• What the task requires:
Reproduce the NFS reply word for word, from "If you add a" up to and including "-> see UID_MIN..).".

• Reading passage:

------------------------------------------------------------------------

Markus Natter wrote: <snip>
Hello Art,
NFS is working on a trust basis. The NFS-Server trusts the allowed machines that they have the same auth base like itself. A user is defined by its numerical user-ID and this UID-number has an "alias", its username, like "lilo".
If you add a user on the first machine, it gets the first free UID-Number (it may start from different values! Normally, it is said that you shouldn't use UID-nums below 100 for normal user accounts and the SuSE distros had started from UID-num 500 (as the number for required system accounts are growing), but then (I think it was from 9.2 on), they started from 1000, you can check this in /etc/login.defs -> see UID_MIN..).
You see, if you'd add two namely identical users in a different order, or on two different SuSE releases, their userid numbers would most likely differ ..
Have a look into your /etc/passwd and check the userid-number of your "identical" users, I bet they are not the same..

------------------------------------------------------------------------

• Information supplied:
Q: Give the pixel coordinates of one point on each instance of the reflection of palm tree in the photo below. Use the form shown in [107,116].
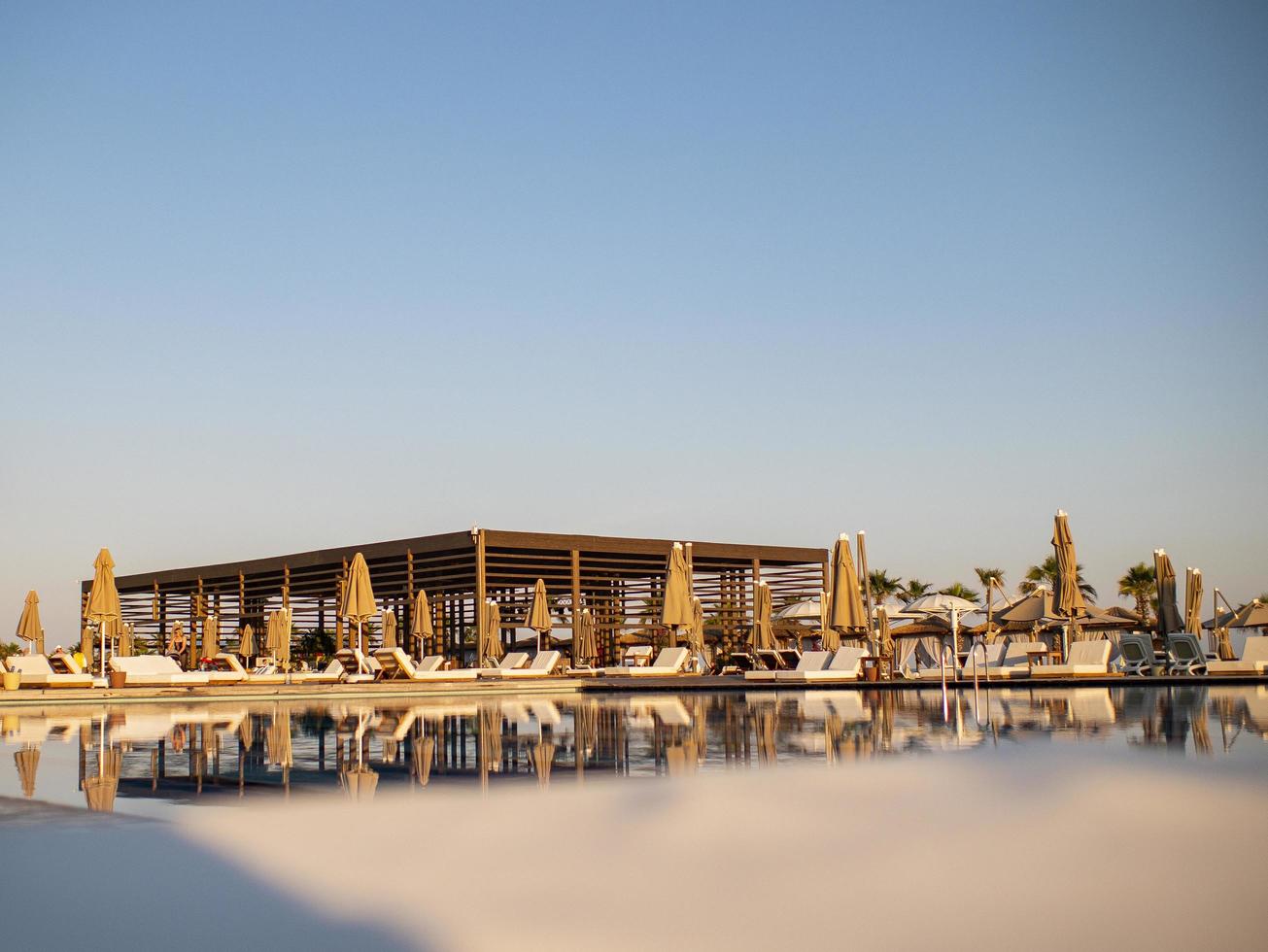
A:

------------------------------------------------------------------------

• Result for this exercise:
If you add a user on the first machine, it gets the first free UID-Number (it may start from different values! Normally, it is said that you shouldn't use UID-nums below 100 for normal user accounts and the SuSE distros had started from UID-num 500 (as the number for required system accounts are growing), but then (I think it was from 9.2 on), they started from 1000, you can check this in /etc/login.defs -> see UID_MIN..).